Reproduce every one of the following entries verbatim, omitting the pictures from your reply.

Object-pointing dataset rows
+++

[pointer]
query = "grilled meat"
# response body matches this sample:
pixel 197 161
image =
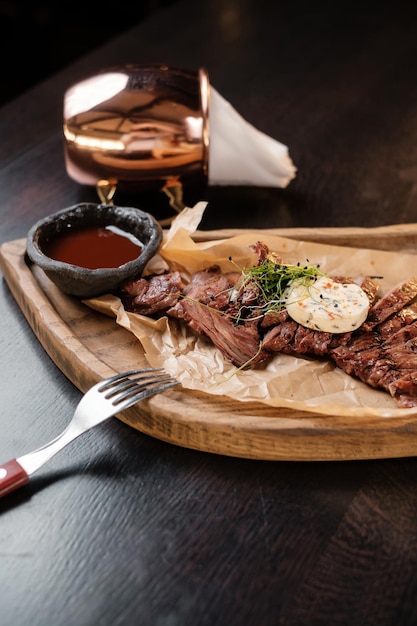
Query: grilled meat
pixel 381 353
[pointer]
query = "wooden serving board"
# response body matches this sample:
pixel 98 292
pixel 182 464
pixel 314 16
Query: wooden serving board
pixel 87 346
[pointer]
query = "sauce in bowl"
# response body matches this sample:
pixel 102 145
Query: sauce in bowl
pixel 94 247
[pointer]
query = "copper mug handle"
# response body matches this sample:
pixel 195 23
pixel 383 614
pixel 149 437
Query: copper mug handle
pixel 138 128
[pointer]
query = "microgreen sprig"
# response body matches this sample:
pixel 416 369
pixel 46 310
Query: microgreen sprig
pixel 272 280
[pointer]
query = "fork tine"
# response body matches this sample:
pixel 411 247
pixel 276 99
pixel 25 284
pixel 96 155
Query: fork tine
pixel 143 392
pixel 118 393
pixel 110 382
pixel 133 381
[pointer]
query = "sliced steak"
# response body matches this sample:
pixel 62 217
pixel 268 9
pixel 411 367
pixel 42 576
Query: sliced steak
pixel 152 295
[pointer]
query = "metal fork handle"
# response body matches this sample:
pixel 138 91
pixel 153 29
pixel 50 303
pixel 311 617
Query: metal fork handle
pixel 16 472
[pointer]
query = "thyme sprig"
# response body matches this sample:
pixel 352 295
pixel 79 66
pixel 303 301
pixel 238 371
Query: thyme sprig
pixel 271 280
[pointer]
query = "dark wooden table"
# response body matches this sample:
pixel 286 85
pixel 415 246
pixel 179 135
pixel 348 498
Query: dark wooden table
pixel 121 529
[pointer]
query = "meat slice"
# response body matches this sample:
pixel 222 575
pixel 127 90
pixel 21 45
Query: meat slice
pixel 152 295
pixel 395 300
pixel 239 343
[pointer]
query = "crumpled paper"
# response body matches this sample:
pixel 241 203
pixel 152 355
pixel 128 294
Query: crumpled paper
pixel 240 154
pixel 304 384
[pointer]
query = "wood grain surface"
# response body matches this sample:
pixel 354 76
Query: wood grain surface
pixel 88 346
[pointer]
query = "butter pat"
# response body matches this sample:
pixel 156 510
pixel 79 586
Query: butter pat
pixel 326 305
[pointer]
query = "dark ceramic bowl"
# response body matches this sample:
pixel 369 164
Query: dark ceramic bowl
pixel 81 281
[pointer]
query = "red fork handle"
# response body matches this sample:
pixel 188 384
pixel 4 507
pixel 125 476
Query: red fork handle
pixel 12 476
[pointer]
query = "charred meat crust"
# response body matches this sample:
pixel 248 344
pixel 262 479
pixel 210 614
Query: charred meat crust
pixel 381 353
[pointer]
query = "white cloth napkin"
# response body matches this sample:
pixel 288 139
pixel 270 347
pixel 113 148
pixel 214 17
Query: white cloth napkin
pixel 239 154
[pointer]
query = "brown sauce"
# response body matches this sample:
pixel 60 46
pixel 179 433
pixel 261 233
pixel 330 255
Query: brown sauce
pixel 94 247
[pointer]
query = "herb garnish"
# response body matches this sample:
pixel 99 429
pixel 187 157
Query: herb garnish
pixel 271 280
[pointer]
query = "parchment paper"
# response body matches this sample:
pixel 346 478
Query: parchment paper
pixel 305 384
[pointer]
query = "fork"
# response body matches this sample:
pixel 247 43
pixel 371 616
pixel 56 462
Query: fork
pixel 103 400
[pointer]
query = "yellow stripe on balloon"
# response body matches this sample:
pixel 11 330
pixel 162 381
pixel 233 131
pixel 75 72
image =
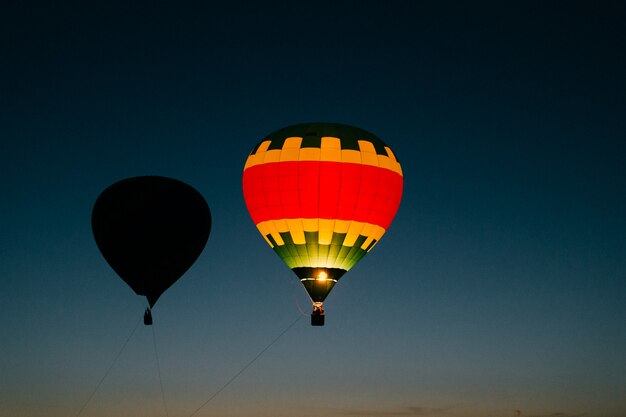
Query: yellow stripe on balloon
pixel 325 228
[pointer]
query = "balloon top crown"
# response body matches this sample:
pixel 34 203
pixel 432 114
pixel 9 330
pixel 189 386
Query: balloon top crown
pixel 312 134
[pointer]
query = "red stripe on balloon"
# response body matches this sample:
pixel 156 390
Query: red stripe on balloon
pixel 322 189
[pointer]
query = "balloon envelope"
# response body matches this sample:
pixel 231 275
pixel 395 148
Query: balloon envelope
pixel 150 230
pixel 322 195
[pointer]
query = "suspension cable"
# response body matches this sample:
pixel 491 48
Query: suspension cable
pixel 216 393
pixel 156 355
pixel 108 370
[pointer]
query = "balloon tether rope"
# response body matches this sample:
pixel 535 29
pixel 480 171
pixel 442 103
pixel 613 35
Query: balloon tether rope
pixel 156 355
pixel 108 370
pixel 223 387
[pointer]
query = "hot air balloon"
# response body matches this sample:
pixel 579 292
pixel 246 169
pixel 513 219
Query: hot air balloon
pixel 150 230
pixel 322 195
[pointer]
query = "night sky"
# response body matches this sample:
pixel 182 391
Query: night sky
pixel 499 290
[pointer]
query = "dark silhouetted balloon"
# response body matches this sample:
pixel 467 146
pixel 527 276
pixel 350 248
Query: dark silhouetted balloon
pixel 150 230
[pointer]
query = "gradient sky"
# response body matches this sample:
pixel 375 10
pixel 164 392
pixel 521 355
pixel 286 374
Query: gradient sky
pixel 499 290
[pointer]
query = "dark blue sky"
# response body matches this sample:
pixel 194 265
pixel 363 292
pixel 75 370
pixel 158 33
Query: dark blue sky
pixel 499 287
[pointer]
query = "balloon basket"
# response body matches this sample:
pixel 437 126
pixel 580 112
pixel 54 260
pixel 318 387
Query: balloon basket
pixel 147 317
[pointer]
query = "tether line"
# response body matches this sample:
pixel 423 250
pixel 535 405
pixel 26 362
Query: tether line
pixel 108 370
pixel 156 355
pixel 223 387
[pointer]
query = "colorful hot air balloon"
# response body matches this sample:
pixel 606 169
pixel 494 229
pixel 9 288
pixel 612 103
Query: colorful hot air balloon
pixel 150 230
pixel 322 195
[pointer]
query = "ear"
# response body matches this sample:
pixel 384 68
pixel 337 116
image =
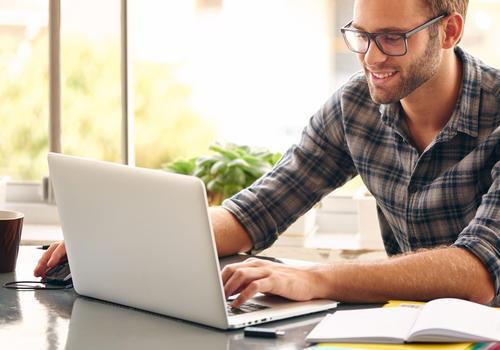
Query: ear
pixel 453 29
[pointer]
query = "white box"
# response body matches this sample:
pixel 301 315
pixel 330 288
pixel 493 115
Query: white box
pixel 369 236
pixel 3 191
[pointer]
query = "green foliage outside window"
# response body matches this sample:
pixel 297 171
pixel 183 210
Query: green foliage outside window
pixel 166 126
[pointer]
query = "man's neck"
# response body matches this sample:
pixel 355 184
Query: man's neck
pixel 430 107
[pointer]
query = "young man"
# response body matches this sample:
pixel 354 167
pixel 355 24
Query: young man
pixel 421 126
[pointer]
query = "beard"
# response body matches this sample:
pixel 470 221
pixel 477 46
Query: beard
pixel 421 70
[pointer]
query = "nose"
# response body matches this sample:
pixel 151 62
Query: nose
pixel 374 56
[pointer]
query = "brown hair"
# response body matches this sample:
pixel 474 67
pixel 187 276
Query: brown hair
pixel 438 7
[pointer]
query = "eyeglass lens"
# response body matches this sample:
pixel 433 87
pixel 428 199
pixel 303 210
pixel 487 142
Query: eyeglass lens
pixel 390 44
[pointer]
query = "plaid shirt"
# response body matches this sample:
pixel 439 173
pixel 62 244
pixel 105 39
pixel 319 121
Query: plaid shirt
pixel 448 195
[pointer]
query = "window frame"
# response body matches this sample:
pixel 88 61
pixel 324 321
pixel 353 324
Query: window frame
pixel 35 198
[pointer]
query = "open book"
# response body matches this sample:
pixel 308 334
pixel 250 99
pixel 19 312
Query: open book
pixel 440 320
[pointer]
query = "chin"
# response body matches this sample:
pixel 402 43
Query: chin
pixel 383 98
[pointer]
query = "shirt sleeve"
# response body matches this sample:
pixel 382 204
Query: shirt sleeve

+++

Task response
[pointer]
query = "grilled meat"
# response body matches this sample:
pixel 197 161
image =
Query: grilled meat
pixel 381 353
[pointer]
query = "wooden serving board"
# response body matches this sample:
pixel 98 292
pixel 182 464
pixel 314 16
Query: wooden serving board
pixel 87 346
[pointer]
query = "sauce in bowl"
# response body matches this sample:
pixel 102 145
Query: sauce in bowl
pixel 94 247
[pointer]
query = "copper mug handle"
# response body matches this sample:
pixel 195 23
pixel 383 614
pixel 149 437
Query: copper mug handle
pixel 138 128
[pointer]
query = "microgreen sprig"
# response body matches this sample:
pixel 416 369
pixel 46 310
Query: microgreen sprig
pixel 272 280
[pointer]
query = "fork tine"
# response body matches this sample:
pixel 411 247
pixel 276 99
pixel 25 284
pixel 96 155
Query: fork tine
pixel 143 392
pixel 118 393
pixel 110 382
pixel 133 381
[pointer]
query = "sliced steak"
# response body matches this sample:
pixel 62 217
pixel 268 9
pixel 411 367
pixel 42 576
Query: sliced steak
pixel 152 295
[pointer]
query = "metal fork handle"
# response body matches this sample:
pixel 138 91
pixel 153 29
pixel 50 303
pixel 311 617
Query: metal fork handle
pixel 16 472
[pointer]
query = "thyme sprig"
# response body matches this sample:
pixel 352 295
pixel 79 66
pixel 303 301
pixel 238 371
Query: thyme sprig
pixel 271 280
[pointer]
query = "dark wooden table"
# response body matches this sample:
pixel 286 85
pixel 415 246
pixel 179 135
pixel 348 498
Query: dark wooden table
pixel 121 529
[pointer]
query = "meat slice"
# response body matches this sample:
pixel 222 575
pixel 127 90
pixel 21 45
Query: meat slice
pixel 152 295
pixel 395 300
pixel 239 343
[pointer]
query = "crumpled paper"
# response body matches this sample:
pixel 241 203
pixel 152 355
pixel 128 294
Query: crumpled paper
pixel 240 154
pixel 304 384
[pointer]
query = "wood grain surface"
# response body matches this sample:
pixel 354 76
Query: wood grain surface
pixel 88 346
[pointer]
query = "butter pat"
# response body matches this sample:
pixel 156 510
pixel 79 586
Query: butter pat
pixel 326 305
[pointer]
query = "dark ceramic bowl"
# response body matches this sample:
pixel 369 164
Query: dark ceramic bowl
pixel 81 281
[pointer]
query = "red fork handle"
# response body matches this sample:
pixel 188 384
pixel 4 507
pixel 125 476
Query: red fork handle
pixel 12 476
[pointer]
query = "charred meat crust"
# response body matches this sample:
pixel 248 344
pixel 262 479
pixel 210 614
Query: charred meat crust
pixel 381 353
[pointer]
query = "white cloth napkin"
# response body matches this sample:
pixel 288 139
pixel 270 347
pixel 113 148
pixel 214 17
Query: white cloth napkin
pixel 239 154
[pointer]
query = "brown sauce"
# response body matches this sample:
pixel 60 46
pixel 179 433
pixel 261 233
pixel 330 255
Query: brown sauce
pixel 94 247
[pointer]
query = "herb garnish"
# response body matches this sample:
pixel 99 429
pixel 187 157
Query: herb garnish
pixel 271 280
[pointer]
query = "parchment paper"
# response body matches this sample:
pixel 346 478
Query: parchment paper
pixel 305 384
[pointer]
query = "fork"
# response body matches this sample:
pixel 247 43
pixel 371 616
pixel 56 462
Query: fork
pixel 103 400
[pointer]
query = "yellow stripe on balloon"
# response body matches this sample:
pixel 11 330
pixel 162 381
pixel 233 131
pixel 75 72
image =
Query: yellow stripe on balloon
pixel 325 228
[pointer]
query = "balloon top crown"
# response body matches this sample:
pixel 34 203
pixel 432 114
pixel 9 330
pixel 189 386
Query: balloon top crown
pixel 312 134
[pointer]
query = "red stripe on balloon"
# response body matches this sample:
pixel 156 390
Query: red stripe on balloon
pixel 322 189
[pointer]
query = "balloon envelope"
# response body matches this sample:
pixel 231 275
pixel 395 148
Query: balloon envelope
pixel 150 230
pixel 322 195
[pointer]
query = "suspension cable"
# response body matches this sample:
pixel 491 48
Query: suspension cable
pixel 216 393
pixel 156 355
pixel 108 370
[pointer]
query = "balloon tether rope"
# response body matches this sample:
pixel 535 29
pixel 480 171
pixel 442 103
pixel 613 35
Query: balloon tether rope
pixel 156 355
pixel 108 370
pixel 223 387
[pointer]
query = "hot air balloon"
# response body matches this sample:
pixel 579 292
pixel 246 169
pixel 513 219
Query: hot air balloon
pixel 150 230
pixel 322 195
[pointer]
query = "night sky"
# response body matches this sample:
pixel 182 391
Query: night sky
pixel 499 290
[pointer]
query = "dark silhouetted balloon"
# response body matches this sample:
pixel 467 146
pixel 527 276
pixel 350 248
Query: dark silhouetted balloon
pixel 150 230
[pointer]
query = "gradient sky"
# response body matches this sample:
pixel 375 10
pixel 164 392
pixel 521 355
pixel 286 374
Query: gradient sky
pixel 499 290
[pointer]
query = "dark blue sky"
# response body matches this sample:
pixel 194 265
pixel 363 292
pixel 75 370
pixel 158 33
Query: dark blue sky
pixel 499 287
[pointer]
query = "balloon basket"
# response body matches this sample:
pixel 437 126
pixel 580 112
pixel 54 260
pixel 318 387
Query: balloon basket
pixel 147 317
[pointer]
query = "tether line"
# response body matches this sample:
pixel 423 250
pixel 535 405
pixel 26 362
Query: tether line
pixel 108 370
pixel 156 355
pixel 223 387
[pointer]
query = "colorful hot air balloon"
# response body matches this sample:
pixel 606 169
pixel 494 229
pixel 9 288
pixel 612 103
Query: colorful hot air balloon
pixel 150 230
pixel 322 195
[pointer]
query = "ear"
# response body matches this sample:
pixel 384 68
pixel 337 116
image =
Query: ear
pixel 453 29
[pointer]
query = "white box"
# response body matches this sample:
pixel 301 315
pixel 330 288
pixel 493 115
Query: white box
pixel 369 236
pixel 3 191
[pointer]
query = "green foliage outside window"
# response body matches this sample:
pixel 297 171
pixel 183 210
Query: green foliage outside window
pixel 166 126
[pointer]
query = "man's neck"
# response body matches this sample:
pixel 355 184
Query: man's neck
pixel 430 107
[pointer]
query = "young man"
# response body matches this sample:
pixel 354 167
pixel 355 24
Query: young man
pixel 421 126
[pointer]
query = "beard"
# response body matches this sample:
pixel 470 221
pixel 477 46
Query: beard
pixel 421 70
[pointer]
query = "nose"
# response body matches this sample:
pixel 151 62
Query: nose
pixel 374 56
[pointer]
query = "brown hair"
# response body matches this sample:
pixel 474 67
pixel 187 276
Query: brown hair
pixel 438 7
[pointer]
query = "eyeglass lens"
# response body matches this sample:
pixel 433 87
pixel 428 199
pixel 303 210
pixel 487 142
Query: eyeglass lens
pixel 390 44
[pointer]
query = "plaid shirt"
# response body matches this sample:
pixel 439 173
pixel 62 244
pixel 105 39
pixel 319 121
Query: plaid shirt
pixel 448 195
[pointer]
query = "window frame"
# response body matches this sample:
pixel 88 61
pixel 324 321
pixel 353 324
Query: window frame
pixel 35 198
[pointer]
query = "open book"
# response body matches this sample:
pixel 308 334
pixel 250 99
pixel 19 312
Query: open book
pixel 440 320
[pointer]
query = "chin"
# response body matches this sample:
pixel 402 43
Query: chin
pixel 383 98
[pointer]
query = "shirt sleeve"
# response body matches this sample:
pixel 382 204
Query: shirt sleeve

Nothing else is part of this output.